■ Stated goal
Copy the listing below word for word, leaving out the pictures.

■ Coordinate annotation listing
________________

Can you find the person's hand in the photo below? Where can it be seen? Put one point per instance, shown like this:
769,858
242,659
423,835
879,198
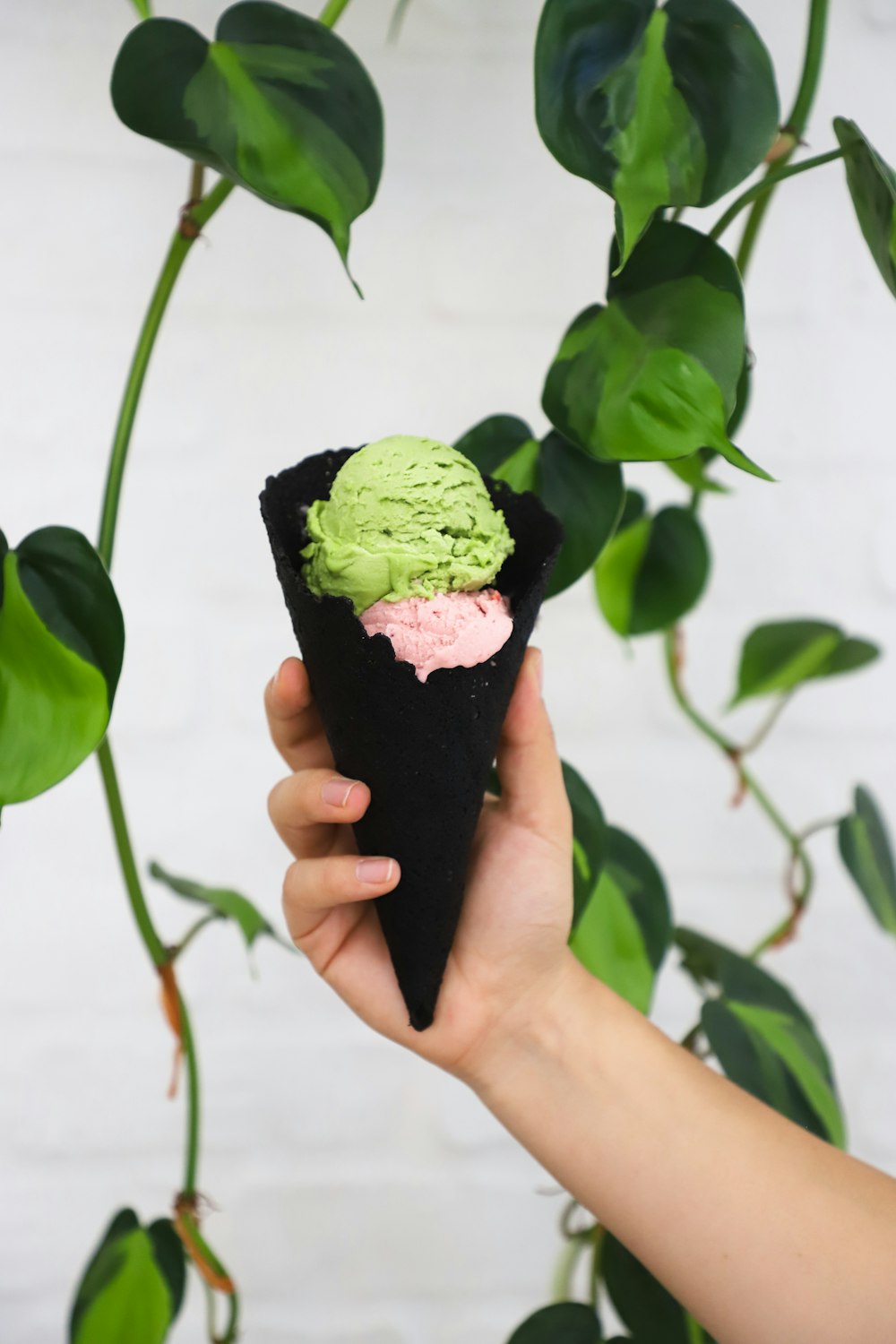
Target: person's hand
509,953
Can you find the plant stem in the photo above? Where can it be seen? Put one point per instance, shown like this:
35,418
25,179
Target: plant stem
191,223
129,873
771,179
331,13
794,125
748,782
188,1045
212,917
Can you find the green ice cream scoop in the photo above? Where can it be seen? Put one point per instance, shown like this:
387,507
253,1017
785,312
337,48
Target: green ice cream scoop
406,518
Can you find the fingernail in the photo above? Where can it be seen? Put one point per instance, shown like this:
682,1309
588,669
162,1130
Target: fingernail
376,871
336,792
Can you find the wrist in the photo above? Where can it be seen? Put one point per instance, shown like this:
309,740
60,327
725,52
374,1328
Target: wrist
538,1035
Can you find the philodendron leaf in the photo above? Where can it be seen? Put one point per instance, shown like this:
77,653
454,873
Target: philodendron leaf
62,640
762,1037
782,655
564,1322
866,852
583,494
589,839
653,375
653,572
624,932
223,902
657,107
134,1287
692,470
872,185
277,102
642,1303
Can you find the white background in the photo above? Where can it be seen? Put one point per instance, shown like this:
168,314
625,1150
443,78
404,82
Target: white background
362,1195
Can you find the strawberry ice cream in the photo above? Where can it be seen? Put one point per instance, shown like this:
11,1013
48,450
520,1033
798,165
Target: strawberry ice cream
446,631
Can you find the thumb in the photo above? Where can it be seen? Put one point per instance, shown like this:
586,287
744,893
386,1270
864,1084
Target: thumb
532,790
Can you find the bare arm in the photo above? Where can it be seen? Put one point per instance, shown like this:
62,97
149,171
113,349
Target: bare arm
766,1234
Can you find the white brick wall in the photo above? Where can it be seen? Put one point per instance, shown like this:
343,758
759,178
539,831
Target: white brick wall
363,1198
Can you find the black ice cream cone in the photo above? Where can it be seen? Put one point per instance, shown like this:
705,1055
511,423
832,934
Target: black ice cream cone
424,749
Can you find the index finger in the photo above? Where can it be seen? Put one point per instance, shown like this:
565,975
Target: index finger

________________

■ Written answer
Can you find the person's hand in the photo below? Where can it be seen? Put one point per instance, shown like this:
769,858
242,659
423,835
879,198
Target: person's hand
509,953
Can you find the plant stem in the photo above? Where can it be seen? Put one point per instance, shown like this:
35,418
25,179
Target: plant stem
191,223
129,873
771,179
331,13
794,125
748,782
188,1045
212,917
Can you find the green ice cream scoop in the photo above? Where can it be seen? Put one point per instance, shown like this:
387,507
253,1017
785,312
337,48
Target: green ice cream scoop
406,518
Can you find the fingernail in the photo above? Where can it be seen? Put one point per instance, shown like this:
682,1309
588,669
162,1130
Target: fingernail
376,871
336,792
Can you find the wrist in the photo above? Where can it be seen? Put one point per instance, shown like this:
309,740
60,327
725,52
374,1328
Target: wrist
538,1035
Can you find the philodendron leaf in the photo above? Where can it be seen? Put one point per instance, shown like this:
77,653
454,873
Target: philodendron leaf
62,640
762,1037
782,655
564,1322
866,852
583,494
589,839
653,375
653,572
624,932
223,902
657,107
134,1287
692,470
872,185
277,102
642,1303
Can you find the white background in the photo above? Where can it be seen? Put one point per instance, shown like this:
168,314
625,1150
443,78
404,82
Target: white background
362,1195
Can you find the strawberry ice cream in the photo above? Where can it be seen? Put one point per instance, shown like this:
11,1013
48,450
520,1033
798,165
Target: strawberry ice cream
446,631
Can you find the thumb in the photo above? Where can it be seen? Put one point per instance, shown like this:
586,287
744,893
386,1270
864,1084
Target: thumb
532,790
Can you find the bare arm in the photo above? Where can it be seen? Put one point per instance, shown like this:
62,97
149,171
113,349
Target: bare arm
766,1234
Can you find the white brick wall in the photo above? Where can it be seen? Put one point per instance, shown like this:
343,758
759,178
539,831
Target: white brick wall
363,1198
Can you find the black ice cream cone in the photo above? Where can it be seen? Put one point per instance, shown like this:
705,1055
511,423
832,934
Target: black ice cream cone
424,749
Can you find the index finger in the photo above? Where can it be seen? Put one point per instance, shown like this:
565,975
Target: index finger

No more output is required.